>> Start

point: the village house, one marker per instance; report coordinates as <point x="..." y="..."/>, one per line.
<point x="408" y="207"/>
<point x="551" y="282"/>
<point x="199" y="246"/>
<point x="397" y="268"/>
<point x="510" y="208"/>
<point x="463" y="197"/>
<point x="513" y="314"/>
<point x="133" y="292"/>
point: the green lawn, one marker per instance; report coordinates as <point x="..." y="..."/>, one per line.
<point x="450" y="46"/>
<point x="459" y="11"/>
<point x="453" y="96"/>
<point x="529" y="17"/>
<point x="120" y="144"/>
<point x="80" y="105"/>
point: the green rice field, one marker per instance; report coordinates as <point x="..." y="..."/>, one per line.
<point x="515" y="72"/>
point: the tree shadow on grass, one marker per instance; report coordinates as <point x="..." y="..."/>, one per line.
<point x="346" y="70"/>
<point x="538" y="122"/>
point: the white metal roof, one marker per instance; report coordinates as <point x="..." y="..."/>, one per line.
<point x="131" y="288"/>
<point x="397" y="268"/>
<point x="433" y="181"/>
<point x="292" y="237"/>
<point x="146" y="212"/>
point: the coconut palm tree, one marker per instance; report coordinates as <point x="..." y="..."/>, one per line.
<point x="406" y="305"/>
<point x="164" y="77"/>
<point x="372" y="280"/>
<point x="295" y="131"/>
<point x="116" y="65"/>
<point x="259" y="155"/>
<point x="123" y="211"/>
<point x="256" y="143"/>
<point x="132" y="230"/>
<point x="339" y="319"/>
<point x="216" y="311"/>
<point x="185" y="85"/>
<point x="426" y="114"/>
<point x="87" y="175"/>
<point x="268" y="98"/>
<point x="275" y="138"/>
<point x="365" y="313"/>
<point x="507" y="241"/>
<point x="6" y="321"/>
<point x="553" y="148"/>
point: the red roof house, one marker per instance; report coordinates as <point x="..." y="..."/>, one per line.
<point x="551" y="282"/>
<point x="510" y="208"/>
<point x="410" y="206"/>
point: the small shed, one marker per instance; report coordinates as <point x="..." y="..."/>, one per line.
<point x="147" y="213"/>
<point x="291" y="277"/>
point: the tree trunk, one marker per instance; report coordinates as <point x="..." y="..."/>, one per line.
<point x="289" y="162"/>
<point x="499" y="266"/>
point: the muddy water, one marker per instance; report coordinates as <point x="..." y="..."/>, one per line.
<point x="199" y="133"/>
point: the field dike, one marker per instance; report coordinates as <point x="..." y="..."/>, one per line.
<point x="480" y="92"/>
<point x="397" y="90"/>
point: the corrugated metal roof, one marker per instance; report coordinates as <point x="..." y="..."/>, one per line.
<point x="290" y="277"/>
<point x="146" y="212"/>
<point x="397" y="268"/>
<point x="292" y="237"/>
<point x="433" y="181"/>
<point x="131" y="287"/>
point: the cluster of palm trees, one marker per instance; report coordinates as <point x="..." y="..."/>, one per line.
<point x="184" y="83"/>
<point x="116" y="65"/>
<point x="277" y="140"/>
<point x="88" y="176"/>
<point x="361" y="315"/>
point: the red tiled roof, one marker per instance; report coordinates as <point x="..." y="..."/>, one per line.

>> End

Repeat the lines from the one containing "point: the small" through the end of the listing, exactly and without any other lines; both ends are included.

- **WRITTEN REPLY**
point: the small shed, one marker per instance; report coordinates as <point x="..." y="..."/>, one per line.
<point x="147" y="213"/>
<point x="291" y="277"/>
point: the tree trunk, one marker per instance; report coordinates as <point x="..." y="..."/>, one per line.
<point x="289" y="162"/>
<point x="499" y="266"/>
point: the muddy water, one marker per instance; report coordinates as <point x="..." y="..."/>, one per line.
<point x="199" y="133"/>
point: the field dike, one marker per instance; report coordinates as <point x="..." y="..."/>, one per line.
<point x="480" y="92"/>
<point x="397" y="90"/>
point: the corrugated metal roof, one marker per instance; report coordinates as <point x="..." y="..."/>, one per line.
<point x="290" y="277"/>
<point x="146" y="212"/>
<point x="397" y="268"/>
<point x="292" y="237"/>
<point x="433" y="181"/>
<point x="131" y="287"/>
point: the cluster of palm trees, one marker per instance; report coordinates as <point x="..." y="..."/>, one per line.
<point x="184" y="83"/>
<point x="116" y="65"/>
<point x="277" y="140"/>
<point x="88" y="176"/>
<point x="361" y="315"/>
point: the red tiled roof, one marker per instance; report coordinates as <point x="..." y="..."/>, one per line.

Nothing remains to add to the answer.